(Contour labeling entries)
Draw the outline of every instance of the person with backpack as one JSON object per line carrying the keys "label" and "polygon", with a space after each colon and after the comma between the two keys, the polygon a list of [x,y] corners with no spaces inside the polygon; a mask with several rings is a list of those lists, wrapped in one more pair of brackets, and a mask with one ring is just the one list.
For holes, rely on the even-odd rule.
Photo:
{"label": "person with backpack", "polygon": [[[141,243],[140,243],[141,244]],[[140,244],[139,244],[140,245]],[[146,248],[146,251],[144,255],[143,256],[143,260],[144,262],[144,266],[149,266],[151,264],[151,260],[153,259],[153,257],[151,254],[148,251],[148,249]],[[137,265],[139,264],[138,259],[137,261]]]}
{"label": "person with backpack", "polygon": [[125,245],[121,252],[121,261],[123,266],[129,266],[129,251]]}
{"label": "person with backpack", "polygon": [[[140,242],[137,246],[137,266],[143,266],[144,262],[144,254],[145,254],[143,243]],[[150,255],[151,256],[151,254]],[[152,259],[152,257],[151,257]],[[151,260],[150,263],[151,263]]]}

The problem:
Retype every entry above, character for character.

Problem solution:
Draw the outline of every instance of the person with backpack as one JSON object per line carrying the keys "label" and "polygon", with a space after each colon and after the comma between the two keys, the polygon a list of [x,y] corners with no spaces inside the polygon; a mask with several rings is a list of those lists, wrapped in one more pair of brackets, and a mask with one ring is just the one list.
For holes, rely on the even-odd rule.
Photo:
{"label": "person with backpack", "polygon": [[[141,243],[140,243],[141,244]],[[140,244],[139,244],[140,245]],[[146,248],[146,251],[144,255],[143,256],[143,260],[144,262],[144,266],[149,266],[151,264],[151,260],[153,259],[153,257],[151,254],[148,251],[148,249]],[[137,265],[139,264],[138,259],[137,261]]]}
{"label": "person with backpack", "polygon": [[125,245],[121,252],[121,261],[123,266],[129,266],[129,251]]}
{"label": "person with backpack", "polygon": [[[140,242],[137,246],[137,266],[143,266],[144,262],[144,254],[145,254],[143,243]],[[150,255],[151,256],[151,254]],[[152,259],[152,257],[151,257]],[[151,260],[150,263],[151,263]]]}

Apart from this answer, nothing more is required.